(Labels for object points)
▼
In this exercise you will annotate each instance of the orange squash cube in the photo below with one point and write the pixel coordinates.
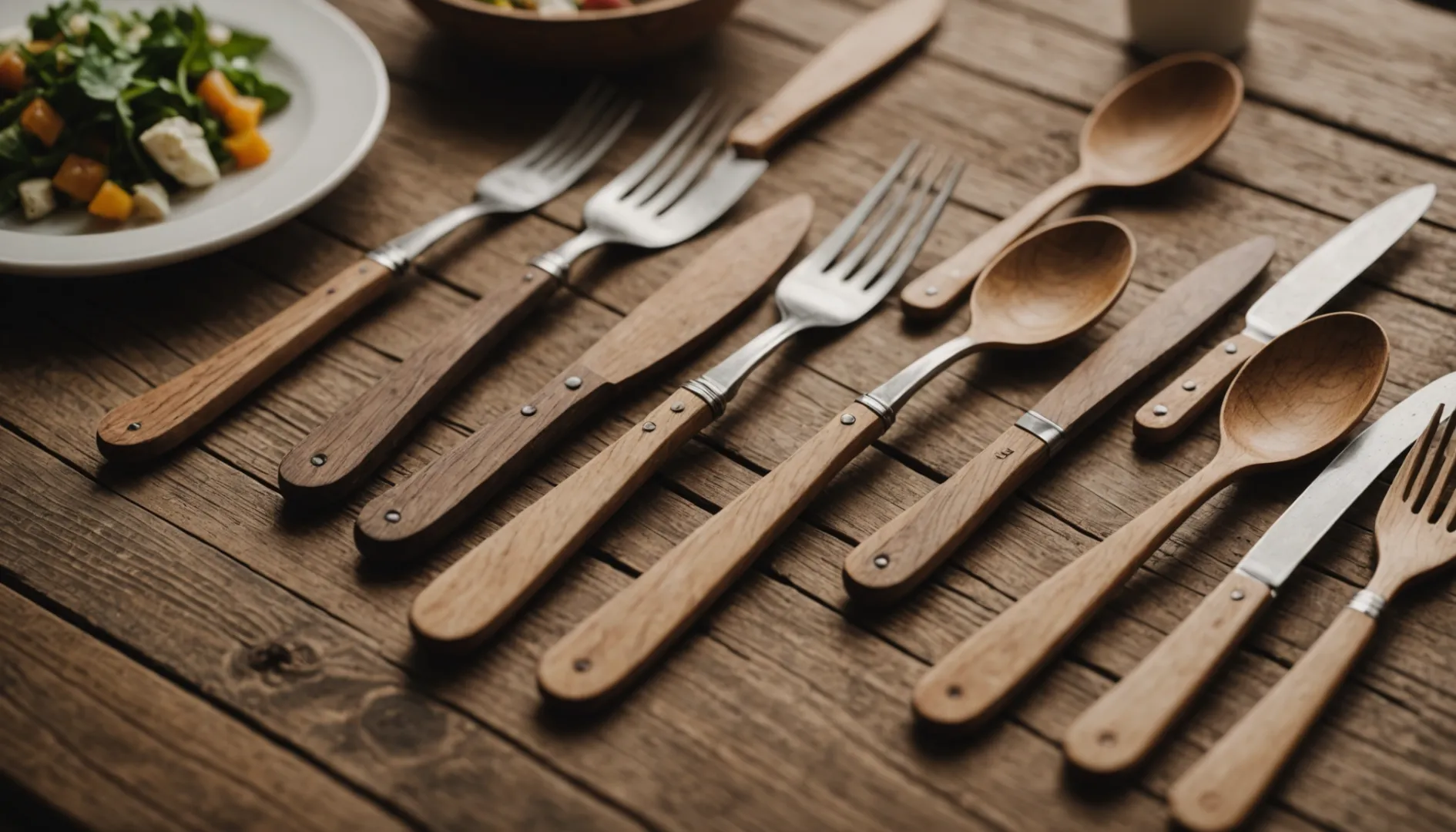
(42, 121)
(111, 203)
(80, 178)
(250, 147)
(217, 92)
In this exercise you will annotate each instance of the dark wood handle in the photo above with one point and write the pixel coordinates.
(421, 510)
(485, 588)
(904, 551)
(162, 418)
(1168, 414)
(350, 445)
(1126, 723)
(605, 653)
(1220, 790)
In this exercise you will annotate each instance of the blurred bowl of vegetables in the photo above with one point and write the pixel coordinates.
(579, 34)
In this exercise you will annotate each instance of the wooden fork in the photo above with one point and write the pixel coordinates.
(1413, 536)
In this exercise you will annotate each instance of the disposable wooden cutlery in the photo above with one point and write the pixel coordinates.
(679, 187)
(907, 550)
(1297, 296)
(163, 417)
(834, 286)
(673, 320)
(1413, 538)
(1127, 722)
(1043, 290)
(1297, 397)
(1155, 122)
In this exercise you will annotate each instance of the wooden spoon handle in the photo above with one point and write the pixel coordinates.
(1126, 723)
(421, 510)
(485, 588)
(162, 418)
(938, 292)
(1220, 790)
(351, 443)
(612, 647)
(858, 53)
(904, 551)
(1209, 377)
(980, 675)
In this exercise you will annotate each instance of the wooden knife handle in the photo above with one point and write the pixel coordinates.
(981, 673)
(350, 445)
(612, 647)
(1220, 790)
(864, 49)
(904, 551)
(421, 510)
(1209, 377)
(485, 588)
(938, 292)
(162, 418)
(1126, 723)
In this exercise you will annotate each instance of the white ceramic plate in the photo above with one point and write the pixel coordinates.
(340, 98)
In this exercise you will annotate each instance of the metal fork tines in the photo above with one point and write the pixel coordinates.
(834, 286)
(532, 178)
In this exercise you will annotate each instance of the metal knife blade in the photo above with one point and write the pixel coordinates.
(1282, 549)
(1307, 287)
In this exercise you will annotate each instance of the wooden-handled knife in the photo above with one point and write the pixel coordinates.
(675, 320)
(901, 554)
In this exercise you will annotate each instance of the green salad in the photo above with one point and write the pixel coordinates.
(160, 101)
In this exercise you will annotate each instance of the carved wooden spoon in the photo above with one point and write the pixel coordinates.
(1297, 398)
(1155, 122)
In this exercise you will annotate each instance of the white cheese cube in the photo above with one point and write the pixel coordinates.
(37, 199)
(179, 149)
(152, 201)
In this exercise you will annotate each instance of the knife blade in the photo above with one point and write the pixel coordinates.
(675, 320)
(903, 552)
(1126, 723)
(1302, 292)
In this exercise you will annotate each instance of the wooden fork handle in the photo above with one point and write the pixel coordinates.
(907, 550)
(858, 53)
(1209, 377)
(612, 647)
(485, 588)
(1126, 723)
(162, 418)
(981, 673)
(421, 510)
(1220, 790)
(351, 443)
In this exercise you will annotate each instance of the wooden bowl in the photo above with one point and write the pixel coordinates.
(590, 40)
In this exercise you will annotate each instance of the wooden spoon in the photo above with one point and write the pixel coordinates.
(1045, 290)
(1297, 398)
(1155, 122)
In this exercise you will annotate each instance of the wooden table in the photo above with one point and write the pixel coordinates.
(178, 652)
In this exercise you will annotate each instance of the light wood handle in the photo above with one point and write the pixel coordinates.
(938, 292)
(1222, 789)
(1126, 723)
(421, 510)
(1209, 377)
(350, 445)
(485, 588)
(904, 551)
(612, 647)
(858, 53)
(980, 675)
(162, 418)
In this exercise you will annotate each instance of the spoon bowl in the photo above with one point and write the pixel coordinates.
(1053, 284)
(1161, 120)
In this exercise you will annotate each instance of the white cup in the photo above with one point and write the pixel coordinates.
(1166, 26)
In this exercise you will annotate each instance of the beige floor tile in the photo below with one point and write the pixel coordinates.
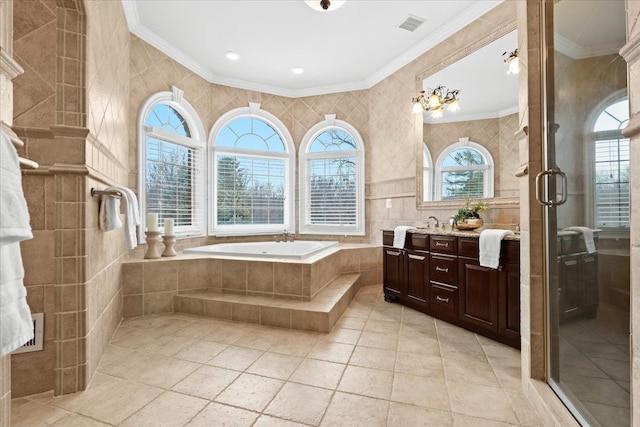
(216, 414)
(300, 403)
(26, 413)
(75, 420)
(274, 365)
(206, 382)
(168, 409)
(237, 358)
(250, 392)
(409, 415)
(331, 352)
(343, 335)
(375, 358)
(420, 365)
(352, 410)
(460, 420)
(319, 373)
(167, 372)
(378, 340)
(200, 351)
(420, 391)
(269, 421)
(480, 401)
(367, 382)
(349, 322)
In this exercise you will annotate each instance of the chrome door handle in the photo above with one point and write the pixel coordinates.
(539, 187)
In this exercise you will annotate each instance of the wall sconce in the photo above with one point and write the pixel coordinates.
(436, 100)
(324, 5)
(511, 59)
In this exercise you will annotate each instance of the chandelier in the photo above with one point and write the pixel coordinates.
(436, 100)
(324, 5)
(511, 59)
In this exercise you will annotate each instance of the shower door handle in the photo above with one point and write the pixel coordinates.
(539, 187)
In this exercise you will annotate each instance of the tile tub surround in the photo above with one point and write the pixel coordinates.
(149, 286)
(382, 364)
▲
▼
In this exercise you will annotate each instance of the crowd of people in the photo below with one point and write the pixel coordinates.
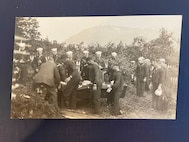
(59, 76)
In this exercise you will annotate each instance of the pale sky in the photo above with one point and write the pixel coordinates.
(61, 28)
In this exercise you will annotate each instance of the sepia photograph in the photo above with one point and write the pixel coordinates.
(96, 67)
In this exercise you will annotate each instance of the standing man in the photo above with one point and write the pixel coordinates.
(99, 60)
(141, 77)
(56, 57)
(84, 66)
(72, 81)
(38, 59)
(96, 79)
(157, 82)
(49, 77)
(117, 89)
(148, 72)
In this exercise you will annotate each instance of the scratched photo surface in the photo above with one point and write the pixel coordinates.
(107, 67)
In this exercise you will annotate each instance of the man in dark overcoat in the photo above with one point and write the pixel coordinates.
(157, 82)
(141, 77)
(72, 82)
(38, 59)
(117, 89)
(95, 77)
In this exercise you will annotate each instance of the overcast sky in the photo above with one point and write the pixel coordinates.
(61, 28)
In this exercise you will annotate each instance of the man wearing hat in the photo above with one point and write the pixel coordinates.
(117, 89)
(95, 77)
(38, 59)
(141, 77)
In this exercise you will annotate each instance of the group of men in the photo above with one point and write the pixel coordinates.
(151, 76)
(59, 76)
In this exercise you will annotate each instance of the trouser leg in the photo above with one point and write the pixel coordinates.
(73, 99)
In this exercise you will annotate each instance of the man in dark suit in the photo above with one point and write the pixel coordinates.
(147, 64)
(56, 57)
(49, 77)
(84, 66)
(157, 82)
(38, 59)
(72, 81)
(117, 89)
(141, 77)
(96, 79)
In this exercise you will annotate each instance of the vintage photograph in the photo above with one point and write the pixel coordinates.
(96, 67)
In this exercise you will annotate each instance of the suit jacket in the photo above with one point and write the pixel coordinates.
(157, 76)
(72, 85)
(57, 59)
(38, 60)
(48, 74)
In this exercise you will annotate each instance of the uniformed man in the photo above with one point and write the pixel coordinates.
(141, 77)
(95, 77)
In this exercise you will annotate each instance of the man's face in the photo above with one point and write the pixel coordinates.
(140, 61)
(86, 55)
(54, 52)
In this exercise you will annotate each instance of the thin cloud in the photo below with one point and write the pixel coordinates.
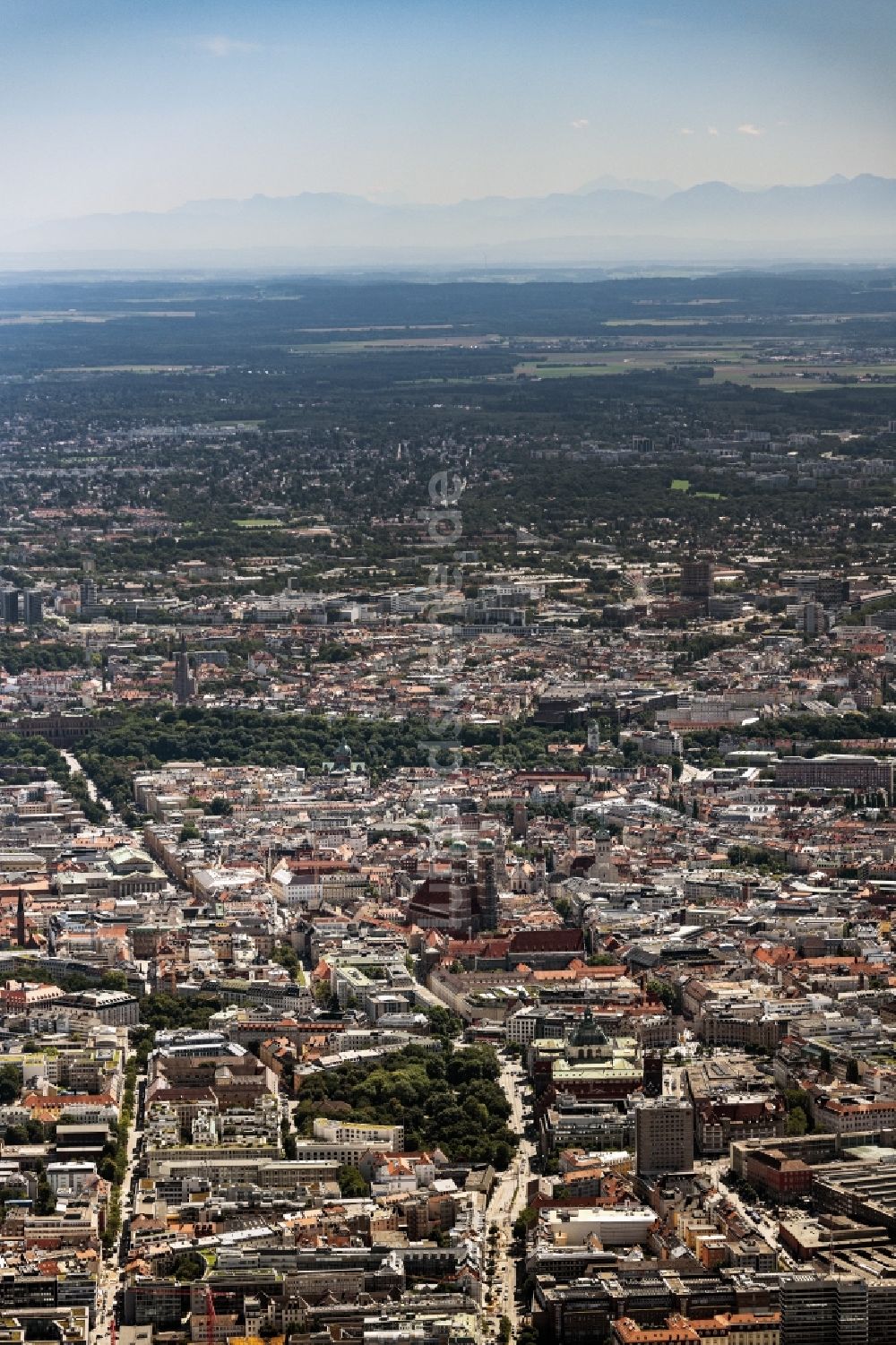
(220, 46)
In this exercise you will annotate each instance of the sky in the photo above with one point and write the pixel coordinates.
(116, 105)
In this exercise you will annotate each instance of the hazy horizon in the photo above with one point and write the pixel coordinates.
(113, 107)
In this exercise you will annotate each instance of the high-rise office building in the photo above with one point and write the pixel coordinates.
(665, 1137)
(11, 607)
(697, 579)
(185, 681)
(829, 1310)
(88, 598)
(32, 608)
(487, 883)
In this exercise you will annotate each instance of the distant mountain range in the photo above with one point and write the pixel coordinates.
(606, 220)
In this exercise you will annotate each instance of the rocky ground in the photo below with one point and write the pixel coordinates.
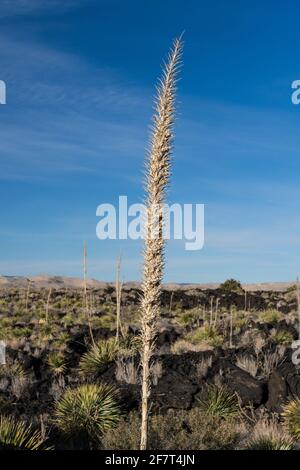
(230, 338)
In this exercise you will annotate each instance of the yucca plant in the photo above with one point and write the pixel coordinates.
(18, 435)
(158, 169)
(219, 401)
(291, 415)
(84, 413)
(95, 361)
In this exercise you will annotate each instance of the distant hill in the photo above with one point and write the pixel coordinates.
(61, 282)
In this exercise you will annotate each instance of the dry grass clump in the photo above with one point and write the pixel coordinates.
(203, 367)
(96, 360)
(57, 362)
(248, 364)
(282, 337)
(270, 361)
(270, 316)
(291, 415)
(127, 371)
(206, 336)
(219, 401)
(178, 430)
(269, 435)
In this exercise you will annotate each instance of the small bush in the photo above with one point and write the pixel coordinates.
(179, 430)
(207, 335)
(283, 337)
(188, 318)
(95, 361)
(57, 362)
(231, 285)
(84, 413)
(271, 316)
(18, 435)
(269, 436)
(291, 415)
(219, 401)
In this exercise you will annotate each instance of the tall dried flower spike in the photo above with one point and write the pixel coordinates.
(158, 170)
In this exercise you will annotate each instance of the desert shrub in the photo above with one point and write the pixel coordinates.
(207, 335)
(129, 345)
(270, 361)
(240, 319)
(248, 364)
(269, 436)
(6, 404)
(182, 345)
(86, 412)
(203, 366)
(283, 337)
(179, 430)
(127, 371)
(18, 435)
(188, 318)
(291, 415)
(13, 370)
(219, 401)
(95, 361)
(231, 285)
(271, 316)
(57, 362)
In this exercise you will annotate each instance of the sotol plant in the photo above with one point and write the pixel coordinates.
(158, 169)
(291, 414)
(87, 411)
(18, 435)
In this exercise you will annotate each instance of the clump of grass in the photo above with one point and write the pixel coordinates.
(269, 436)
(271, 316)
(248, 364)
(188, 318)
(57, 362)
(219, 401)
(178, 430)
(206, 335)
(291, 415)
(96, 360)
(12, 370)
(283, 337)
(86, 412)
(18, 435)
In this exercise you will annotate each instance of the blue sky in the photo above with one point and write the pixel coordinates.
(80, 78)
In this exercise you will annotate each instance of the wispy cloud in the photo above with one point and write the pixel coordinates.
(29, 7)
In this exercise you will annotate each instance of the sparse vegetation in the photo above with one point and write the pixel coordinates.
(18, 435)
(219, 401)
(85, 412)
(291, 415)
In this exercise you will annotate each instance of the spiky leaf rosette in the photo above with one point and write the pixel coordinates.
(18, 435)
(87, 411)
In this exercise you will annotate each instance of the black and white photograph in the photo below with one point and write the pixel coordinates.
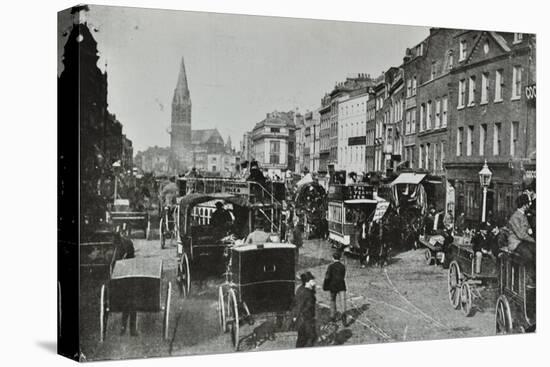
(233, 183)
▲
## EXERCISE PROMPT
Please rewrite the entries from the line with "In this exercise you will annotate each instance of the orange" to the line with "(1413, 536)", replacing "annotate" with "mark" and keeping everything else the same. Omit the picture from your answer.

## RESULT
In this exercise you will mark each instance of the orange squash cube in the photo below with one point and write the pixel coordinates.
(42, 121)
(111, 203)
(80, 178)
(250, 147)
(217, 92)
In this exercise you will mark each instance of the dark wood handle in the photo above with one point and write the pixel coordinates.
(421, 510)
(485, 588)
(904, 551)
(162, 418)
(1168, 414)
(350, 445)
(1126, 723)
(605, 653)
(1220, 790)
In this exercise you will mark each instance of the blurred bowl of vegetables in the photo above with one point and write the pixel coordinates.
(579, 34)
In this exercise you will mark each instance of the wooden fork in the photo above with one point and write the pixel coordinates.
(1413, 536)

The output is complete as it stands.